▸ Source excerpt
^^^^
EXHIBIT 10.6
PATENT AND TRADEMARK SECURITY AGREEMENT - PARENT
AGREEMENT made as of this 6th day of June, 2001, by Select Comfort
Corporation, a Minnesota corporation (hereinafter called "Debtor"), in favor of
St. Xxxx Venture Capital VI, LLC, a Delaware limited liability company, as
collateral agent for the holders of the Notes referred to below (the "Secured
Party").
In order to secure the payment of the principal of and interest on the
Senior Secured Convertible Notes of Debtor payable to the Purchasers named in
Schedule 1 of the Note Purchase Agreement referred to below, as such Schedule 1
is amended or deemed amended from time to time in accordance with the terms of
the Note Purchase Agreement (the "Purchasers"), or registered assigns, in the
aggregate original principal amount of up to $12,000,000 (which notes, together
with any notes issued in substitution or exchange therefor, are herein
collectively called the "Notes"), issued pursuant to the terms of that certain
Note Purchase Agreement dated the date hereof among Debtor and the Purchasers
(as amended, modified or supplemented from time to time, the "Note Purchase
Agreement"), and to secure the payment and performance of each and every other
debt, liability and obligation of every type and description which Debtor or any
of its Subsidiaries (as defined in the Note Purchase Agreement) may now or at
any time hereafter owe to the holders of the Notes, or any of them, under this
Agreement, that certain Security Agreement-Parent dated as of the date hereof by
Debtor in favor of the Secured Party (the "Security Agreement"), the Note
Purchase Agreement or any of the other Transaction Documents (as defined in the
Note Purchase Agreement), whether such debt, liability or obligation now exists
or is hereafter created or incurred and whether such debt, liability or
obligation is or may be direct or indirect, due or to become due, absolute or
contingent, primary or secondary, liquidated or unliquidated, or sole, joint,
several or joint and several (the principal of and interest on the Notes,
together with all such other debts, liabilities and obligations, being herein
collectively called the "Obligations"), the Debtor has granted the Secured Party
a security interest in substantially all of its personal property (including
without limitation all of its general intangibles) pursuant to the Security
Agreement;
As a further condition to entering into the Note Purchase Agreement and the
Security Agreement, the Secured Party has required the execution and delivery of
this Agreement by the Debtor.
^^^^
▸ Supplied records
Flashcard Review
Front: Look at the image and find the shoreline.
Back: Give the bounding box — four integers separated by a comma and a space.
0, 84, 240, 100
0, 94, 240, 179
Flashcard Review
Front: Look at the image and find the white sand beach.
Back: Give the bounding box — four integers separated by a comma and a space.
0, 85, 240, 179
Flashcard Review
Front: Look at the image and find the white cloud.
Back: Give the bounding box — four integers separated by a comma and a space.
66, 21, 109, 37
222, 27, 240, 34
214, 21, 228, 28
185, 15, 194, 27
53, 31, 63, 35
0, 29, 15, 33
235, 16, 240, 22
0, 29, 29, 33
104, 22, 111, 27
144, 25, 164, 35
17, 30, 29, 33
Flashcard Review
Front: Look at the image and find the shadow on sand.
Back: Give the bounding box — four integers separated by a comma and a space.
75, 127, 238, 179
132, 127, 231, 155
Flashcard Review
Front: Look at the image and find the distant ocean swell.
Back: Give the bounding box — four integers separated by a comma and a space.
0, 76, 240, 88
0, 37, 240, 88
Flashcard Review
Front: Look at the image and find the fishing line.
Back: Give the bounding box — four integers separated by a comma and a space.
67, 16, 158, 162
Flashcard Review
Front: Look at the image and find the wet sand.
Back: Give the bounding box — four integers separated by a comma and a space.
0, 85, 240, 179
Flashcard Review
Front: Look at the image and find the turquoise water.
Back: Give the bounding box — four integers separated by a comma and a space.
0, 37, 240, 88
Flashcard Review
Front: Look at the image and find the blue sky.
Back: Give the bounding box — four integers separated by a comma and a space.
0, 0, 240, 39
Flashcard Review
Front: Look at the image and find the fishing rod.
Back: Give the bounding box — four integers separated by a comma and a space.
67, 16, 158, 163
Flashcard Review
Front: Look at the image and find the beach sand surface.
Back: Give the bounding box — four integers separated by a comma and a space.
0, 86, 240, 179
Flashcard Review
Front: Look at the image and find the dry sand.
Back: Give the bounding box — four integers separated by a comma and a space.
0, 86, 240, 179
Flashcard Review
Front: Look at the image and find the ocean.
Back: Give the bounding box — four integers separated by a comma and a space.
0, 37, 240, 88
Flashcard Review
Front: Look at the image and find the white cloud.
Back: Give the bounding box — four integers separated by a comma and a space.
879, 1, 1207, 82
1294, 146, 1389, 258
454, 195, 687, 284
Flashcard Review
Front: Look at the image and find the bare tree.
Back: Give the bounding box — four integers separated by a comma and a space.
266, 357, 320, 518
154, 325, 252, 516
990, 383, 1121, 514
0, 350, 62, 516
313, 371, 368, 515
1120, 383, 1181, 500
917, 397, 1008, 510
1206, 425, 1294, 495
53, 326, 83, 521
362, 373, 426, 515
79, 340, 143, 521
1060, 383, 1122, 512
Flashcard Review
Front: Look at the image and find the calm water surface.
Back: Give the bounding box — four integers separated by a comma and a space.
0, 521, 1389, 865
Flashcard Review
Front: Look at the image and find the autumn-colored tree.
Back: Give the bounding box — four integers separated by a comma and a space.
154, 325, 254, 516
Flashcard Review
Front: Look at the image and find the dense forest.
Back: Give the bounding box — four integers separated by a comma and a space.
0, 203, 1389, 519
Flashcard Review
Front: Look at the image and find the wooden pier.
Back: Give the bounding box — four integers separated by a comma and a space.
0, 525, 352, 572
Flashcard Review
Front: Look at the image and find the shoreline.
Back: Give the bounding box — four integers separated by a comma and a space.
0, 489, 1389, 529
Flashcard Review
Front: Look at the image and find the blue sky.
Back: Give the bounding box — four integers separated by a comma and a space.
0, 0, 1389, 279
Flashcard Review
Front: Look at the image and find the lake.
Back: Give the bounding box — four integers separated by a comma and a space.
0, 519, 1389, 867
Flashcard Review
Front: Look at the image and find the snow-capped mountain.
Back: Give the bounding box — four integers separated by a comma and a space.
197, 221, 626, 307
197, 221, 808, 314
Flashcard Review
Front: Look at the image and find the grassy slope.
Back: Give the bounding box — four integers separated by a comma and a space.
^^^^
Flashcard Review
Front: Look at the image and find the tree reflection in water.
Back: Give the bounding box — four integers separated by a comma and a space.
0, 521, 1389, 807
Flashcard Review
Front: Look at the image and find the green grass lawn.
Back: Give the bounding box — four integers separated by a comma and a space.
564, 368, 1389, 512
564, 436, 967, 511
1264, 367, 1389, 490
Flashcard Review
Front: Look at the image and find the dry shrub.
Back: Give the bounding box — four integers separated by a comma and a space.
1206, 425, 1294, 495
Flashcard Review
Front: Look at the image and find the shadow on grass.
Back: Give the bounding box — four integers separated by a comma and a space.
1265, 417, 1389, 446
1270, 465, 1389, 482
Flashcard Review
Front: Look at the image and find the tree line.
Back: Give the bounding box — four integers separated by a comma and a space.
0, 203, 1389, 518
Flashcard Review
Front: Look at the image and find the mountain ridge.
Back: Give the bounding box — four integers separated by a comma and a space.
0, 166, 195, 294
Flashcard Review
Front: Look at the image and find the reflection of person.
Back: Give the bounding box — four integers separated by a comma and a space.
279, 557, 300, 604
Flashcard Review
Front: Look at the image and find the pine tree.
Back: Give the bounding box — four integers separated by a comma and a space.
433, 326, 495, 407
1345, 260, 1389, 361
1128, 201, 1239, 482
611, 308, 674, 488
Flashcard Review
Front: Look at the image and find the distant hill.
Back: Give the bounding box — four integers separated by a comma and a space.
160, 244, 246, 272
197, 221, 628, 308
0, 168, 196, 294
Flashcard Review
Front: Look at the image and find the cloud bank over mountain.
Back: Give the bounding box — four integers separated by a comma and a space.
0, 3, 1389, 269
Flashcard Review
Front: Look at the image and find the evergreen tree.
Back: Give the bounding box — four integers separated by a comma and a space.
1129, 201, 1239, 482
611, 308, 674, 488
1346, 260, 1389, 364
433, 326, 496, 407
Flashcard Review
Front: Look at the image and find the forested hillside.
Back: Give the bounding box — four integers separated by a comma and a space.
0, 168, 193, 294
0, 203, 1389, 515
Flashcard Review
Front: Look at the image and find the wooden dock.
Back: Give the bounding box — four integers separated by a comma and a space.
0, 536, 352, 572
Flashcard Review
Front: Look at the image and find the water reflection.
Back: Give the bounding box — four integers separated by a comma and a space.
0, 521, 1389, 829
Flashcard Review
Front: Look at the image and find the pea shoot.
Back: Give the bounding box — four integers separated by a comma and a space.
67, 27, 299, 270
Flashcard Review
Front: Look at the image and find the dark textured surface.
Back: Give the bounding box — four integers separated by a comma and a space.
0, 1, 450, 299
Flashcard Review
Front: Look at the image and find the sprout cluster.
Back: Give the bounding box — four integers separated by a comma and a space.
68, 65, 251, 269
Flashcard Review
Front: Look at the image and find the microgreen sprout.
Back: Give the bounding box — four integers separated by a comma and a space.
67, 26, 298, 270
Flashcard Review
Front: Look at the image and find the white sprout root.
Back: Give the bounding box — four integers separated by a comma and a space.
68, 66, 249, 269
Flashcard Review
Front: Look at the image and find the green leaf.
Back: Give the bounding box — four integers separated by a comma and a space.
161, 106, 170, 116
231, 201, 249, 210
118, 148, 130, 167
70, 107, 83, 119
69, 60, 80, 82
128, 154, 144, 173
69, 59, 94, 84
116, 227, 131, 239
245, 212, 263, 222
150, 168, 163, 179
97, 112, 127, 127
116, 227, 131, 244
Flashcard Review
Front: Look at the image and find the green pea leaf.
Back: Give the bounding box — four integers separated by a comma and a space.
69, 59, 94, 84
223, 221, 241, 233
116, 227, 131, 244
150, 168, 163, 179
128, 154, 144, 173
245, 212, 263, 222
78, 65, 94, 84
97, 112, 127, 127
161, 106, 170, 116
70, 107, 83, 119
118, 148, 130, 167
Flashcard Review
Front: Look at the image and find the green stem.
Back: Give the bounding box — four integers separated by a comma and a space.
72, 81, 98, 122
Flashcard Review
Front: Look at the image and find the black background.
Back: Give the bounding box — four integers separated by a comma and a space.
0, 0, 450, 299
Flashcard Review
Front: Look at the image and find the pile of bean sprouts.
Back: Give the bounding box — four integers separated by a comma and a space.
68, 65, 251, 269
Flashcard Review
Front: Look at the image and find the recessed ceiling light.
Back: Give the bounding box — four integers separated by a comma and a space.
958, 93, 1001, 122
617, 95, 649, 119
^^^^
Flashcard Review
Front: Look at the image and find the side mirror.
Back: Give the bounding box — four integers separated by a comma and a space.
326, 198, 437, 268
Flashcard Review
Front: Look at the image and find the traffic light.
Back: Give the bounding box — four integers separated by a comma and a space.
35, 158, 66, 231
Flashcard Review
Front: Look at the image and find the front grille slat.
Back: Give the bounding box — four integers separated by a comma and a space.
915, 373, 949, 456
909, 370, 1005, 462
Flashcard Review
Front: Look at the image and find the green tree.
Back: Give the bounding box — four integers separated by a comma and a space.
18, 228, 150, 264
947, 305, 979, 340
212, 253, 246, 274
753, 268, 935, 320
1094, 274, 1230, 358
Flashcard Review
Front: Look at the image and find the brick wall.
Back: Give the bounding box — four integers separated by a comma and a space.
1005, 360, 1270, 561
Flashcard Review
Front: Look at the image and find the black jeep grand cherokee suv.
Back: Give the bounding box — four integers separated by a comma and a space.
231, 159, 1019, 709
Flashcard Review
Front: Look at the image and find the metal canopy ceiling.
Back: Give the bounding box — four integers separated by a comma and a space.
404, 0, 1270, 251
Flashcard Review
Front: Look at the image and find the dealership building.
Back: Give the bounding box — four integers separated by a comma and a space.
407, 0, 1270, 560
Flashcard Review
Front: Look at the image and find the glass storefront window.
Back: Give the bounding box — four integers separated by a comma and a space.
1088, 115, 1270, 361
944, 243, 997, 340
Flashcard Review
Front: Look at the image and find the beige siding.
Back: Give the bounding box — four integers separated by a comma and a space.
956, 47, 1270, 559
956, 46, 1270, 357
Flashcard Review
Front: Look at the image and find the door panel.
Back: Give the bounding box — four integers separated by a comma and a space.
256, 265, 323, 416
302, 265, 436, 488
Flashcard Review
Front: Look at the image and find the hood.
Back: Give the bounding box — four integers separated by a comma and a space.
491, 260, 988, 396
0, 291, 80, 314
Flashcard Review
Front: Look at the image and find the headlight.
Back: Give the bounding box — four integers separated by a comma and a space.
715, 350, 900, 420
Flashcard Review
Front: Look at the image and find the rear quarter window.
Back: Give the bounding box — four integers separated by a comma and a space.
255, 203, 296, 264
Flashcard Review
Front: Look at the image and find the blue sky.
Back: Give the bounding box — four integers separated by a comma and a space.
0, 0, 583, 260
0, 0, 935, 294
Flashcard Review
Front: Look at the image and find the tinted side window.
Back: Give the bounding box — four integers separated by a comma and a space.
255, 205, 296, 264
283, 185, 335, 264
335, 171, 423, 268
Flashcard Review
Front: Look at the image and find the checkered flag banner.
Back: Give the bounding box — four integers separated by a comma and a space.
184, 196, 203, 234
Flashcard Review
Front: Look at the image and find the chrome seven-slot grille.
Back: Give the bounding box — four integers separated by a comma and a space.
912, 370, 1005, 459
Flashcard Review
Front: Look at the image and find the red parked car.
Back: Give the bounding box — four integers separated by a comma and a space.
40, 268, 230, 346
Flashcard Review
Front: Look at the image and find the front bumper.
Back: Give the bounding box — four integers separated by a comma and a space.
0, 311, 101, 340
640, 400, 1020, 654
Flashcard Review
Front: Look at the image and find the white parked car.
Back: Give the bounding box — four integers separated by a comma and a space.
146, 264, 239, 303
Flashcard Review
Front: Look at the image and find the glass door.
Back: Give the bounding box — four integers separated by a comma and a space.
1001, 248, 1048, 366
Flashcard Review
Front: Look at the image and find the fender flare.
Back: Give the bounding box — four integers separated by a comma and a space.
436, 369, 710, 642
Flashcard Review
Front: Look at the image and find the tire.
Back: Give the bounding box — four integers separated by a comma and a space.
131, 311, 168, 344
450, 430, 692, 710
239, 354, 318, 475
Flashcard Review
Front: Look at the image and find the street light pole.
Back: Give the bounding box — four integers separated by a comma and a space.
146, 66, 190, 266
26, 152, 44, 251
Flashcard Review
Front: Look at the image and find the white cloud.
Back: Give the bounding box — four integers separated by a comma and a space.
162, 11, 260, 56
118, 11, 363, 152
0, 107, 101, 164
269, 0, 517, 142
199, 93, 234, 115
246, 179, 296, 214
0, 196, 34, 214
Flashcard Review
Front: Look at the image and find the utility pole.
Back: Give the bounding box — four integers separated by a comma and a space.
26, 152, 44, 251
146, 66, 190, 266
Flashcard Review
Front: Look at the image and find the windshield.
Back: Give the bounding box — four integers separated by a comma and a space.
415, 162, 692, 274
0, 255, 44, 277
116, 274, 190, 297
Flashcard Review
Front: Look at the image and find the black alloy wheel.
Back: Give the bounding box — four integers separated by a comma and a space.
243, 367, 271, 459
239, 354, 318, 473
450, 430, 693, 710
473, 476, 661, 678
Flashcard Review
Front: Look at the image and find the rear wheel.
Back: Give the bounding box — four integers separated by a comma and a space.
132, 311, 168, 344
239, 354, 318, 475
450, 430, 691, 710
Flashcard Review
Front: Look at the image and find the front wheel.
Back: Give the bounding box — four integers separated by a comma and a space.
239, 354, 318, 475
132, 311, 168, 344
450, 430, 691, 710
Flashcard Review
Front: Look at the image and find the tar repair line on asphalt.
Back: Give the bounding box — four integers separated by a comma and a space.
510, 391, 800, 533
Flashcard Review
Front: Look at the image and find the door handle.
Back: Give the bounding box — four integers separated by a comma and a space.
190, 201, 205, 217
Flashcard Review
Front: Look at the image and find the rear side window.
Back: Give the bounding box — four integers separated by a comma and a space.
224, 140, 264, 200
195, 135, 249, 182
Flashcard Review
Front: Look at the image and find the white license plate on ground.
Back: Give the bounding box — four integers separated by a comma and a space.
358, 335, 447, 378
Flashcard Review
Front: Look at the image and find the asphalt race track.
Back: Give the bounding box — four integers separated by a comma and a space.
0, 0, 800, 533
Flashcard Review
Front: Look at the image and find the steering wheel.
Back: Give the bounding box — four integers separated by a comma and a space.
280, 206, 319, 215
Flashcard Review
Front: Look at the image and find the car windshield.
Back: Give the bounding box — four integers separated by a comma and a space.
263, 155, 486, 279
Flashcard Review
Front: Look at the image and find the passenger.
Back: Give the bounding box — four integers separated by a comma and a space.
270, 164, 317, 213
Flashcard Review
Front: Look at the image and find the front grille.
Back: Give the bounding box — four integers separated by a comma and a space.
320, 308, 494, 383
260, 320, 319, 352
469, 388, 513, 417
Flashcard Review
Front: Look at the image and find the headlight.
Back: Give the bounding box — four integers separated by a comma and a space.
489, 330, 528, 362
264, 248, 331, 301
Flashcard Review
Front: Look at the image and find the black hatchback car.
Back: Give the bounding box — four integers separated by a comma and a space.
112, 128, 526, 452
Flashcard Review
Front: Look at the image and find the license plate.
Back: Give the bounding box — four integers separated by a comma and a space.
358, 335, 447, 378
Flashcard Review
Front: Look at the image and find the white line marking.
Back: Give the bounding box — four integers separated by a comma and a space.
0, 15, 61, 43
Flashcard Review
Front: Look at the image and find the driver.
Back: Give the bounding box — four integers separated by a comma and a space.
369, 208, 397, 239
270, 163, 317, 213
^^^^
▸ Stated problem
Can you copy the entire security agreement excerpt word for word? The three blocks of lines above are separate from the security agreement excerpt.

▸ Finished exercise
EXHIBIT 10.6
PATENT AND TRADEMARK SECURITY AGREEMENT - PARENT
AGREEMENT made as of this 6th day of June, 2001, by Select Comfort
Corporation, a Minnesota corporation (hereinafter called "Debtor"), in favor of
St. Xxxx Venture Capital VI, LLC, a Delaware limited liability company, as
collateral agent for the holders of the Notes referred to below (the "Secured
Party").
In order to secure the payment of the principal of and interest on the
Senior Secured Convertible Notes of Debtor payable to the Purchasers named in
Schedule 1 of the Note Purchase Agreement referred to below, as such Schedule 1
is amended or deemed amended from time to time in accordance with the terms of
the Note Purchase Agreement (the "Purchasers"), or registered assigns, in the
aggregate original principal amount of up to $12,000,000 (which notes, together
with any notes issued in substitution or exchange therefor, are herein
collectively called the "Notes"), issued pursuant to the terms of that certain
Note Purchase Agreement dated the date hereof among Debtor and the Purchasers
(as amended, modified or supplemented from time to time, the "Note Purchase
Agreement"), and to secure the payment and performance of each and every other
debt, liability and obligation of every type and description which Debtor or any
of its Subsidiaries (as defined in the Note Purchase Agreement) may now or at
any time hereafter owe to the holders of the Notes, or any of them, under this
Agreement, that certain Security Agreement-Parent dated as of the date hereof by
Debtor in favor of the Secured Party (the "Security Agreement"), the Note
Purchase Agreement or any of the other Transaction Documents (as defined in the
Note Purchase Agreement), whether such debt, liability or obligation now exists
or is hereafter created or incurred and whether such debt, liability or
obligation is or may be direct or indirect, due or to become due, absolute or
contingent, primary or secondary, liquidated or unliquidated, or sole, joint,
several or joint and several (the principal of and interest on the Notes,
together with all such other debts, liabilities and obligations, being herein
collectively called the "Obligations"), the Debtor has granted the Secured Party
a security interest in substantially all of its personal property (including
without limitation all of its general intangibles) pursuant to the Security
Agreement;
As a further condition to entering into the Note Purchase Agreement and the
Security Agreement, the Secured Party has required the execution and delivery of
this Agreement by the Debtor.